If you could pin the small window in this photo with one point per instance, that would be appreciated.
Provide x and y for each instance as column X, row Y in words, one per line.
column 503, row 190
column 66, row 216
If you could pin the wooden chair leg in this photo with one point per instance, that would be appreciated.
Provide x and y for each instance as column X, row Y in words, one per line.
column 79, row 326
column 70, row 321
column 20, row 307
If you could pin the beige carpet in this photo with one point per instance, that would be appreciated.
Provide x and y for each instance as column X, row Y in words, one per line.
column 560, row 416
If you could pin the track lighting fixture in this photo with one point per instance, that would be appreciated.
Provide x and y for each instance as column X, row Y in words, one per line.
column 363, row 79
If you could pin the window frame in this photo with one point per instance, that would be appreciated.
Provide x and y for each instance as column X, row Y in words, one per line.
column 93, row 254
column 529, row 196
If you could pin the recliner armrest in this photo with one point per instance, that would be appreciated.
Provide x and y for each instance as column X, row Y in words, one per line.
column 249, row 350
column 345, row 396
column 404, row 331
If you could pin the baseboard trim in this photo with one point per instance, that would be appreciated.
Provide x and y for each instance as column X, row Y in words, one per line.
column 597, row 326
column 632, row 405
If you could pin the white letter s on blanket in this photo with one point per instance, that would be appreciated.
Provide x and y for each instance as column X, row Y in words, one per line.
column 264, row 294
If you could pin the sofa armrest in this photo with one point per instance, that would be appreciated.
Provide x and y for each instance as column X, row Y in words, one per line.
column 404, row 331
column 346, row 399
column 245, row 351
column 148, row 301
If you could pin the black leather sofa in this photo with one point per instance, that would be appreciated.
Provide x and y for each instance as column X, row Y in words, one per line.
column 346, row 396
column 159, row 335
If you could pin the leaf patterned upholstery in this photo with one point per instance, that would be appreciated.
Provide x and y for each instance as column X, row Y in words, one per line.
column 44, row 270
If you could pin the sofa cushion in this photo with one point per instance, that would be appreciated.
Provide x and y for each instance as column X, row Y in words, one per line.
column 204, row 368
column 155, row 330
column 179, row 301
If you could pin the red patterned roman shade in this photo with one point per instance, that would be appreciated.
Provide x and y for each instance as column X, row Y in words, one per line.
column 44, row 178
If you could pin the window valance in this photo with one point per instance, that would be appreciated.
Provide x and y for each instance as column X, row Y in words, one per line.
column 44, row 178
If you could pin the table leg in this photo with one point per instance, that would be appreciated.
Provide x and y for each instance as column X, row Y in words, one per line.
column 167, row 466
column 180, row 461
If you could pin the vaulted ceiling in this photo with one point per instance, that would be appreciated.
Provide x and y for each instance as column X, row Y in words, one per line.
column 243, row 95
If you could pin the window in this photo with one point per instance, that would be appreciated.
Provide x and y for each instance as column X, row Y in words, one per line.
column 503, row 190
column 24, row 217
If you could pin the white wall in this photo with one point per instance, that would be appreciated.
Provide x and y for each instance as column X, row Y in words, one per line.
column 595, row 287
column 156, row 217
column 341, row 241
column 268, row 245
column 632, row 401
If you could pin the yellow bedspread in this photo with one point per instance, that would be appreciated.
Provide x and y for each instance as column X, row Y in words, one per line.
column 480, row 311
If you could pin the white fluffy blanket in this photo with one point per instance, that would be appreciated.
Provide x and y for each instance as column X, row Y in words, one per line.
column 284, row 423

To do: Nothing should be changed: write out all of the data as is.

Answer to the exercise:
If you could pin the small window in this photo with one point per instance, that would be appreciated.
Provide x and y for each instance as column X, row Y in words, one per line.
column 503, row 190
column 66, row 216
If you could pin the wooden chair leg in this photo with one point per instance, that would be appreciated.
Provide x and y for each instance as column X, row Y in words, one per line.
column 79, row 326
column 70, row 321
column 20, row 307
If you could pin the beige carpet in this photo with one point per instance, that would be appreciated.
Provide x and y for each instance as column X, row Y in words, one per line.
column 560, row 416
If you could pin the track lighting fixture in this photo with one point per instance, that would be appreciated.
Provide x and y for each instance as column X, row Y in words, one per line.
column 363, row 79
If you could pin the window frame in this photo with one point per instance, that would be appreciated.
Provide x and y for each instance as column X, row Y in words, one per line.
column 93, row 254
column 529, row 196
If you could pin the recliner armrest in this photo with one point per instance, that would be appreciated.
Provide x and y for each instance as column X, row Y in words, one per line.
column 249, row 350
column 345, row 396
column 404, row 331
If you could pin the baseboard trim in this photo with one point per instance, that would be appreciated.
Provide x and y for each instance as column X, row Y in words, one per line.
column 597, row 326
column 632, row 405
If you could pin the white letter s on blanket in this photo with one point per instance, that would be appreciated.
Provide x and y for each instance as column X, row Y in words, one per line.
column 264, row 294
If you could pin the sofa armrest in this photo with one point per instance, that would be appreciated.
Provide x and y for each instance as column X, row Y in words, one per line.
column 404, row 331
column 346, row 399
column 245, row 351
column 148, row 301
If you could pin the black leather sofa in this photo with one point per instance, that would be appreciated.
Provide x and y for each instance as column X, row Y in words, one per line.
column 346, row 396
column 159, row 335
If you could pin the leaf patterned upholstery in this photo with one point per instance, that would be appreciated.
Provide x and y for each instance as column X, row Y in words, one per line.
column 44, row 270
If you could pin the sofa cushion in this photo with one point per instance, that would be appreciated.
Provide x and y for each instance as column X, row Y in words, one per line.
column 204, row 368
column 155, row 330
column 179, row 301
If you could pin the red patterned roman shade in this photo with one point per instance, that would be appreciated.
Provide x and y for each instance as column X, row Y in words, one per line.
column 44, row 178
If you could pin the window valance in this photo with one point per instance, that would be appreciated.
Provide x and y for each instance as column X, row Y in words, one per line.
column 44, row 178
If you could pin the table leg in this photo with one point per instance, that would be appreciated.
Provide x and y for each instance as column X, row Y in words, one per line.
column 167, row 466
column 180, row 461
If you could pin the vaulted ceiling in this photo with one point per instance, that would be appreciated.
Provide x and y for each instance as column X, row Y in words, one per line.
column 243, row 95
If you could pin the window in this photo with one point per instance, that would be appreciated.
Provide x and y for each instance as column X, row Y in words, one per line.
column 503, row 190
column 24, row 217
If you could pin the white wall in this photo with one point per instance, that would be appreciated.
Provide x and y for each instance as column X, row Y in words, one per line.
column 595, row 287
column 156, row 217
column 341, row 241
column 268, row 245
column 632, row 401
If you could pin the yellow bedspread in this photo with one point per instance, that would be appreciated.
Provide x and y for each instance as column X, row Y in words, one per line.
column 480, row 311
If you could pin the white fluffy blanket in this photo with one point per instance, that would be appreciated.
Provide x and y for each instance as column X, row Y in words, one per line.
column 284, row 423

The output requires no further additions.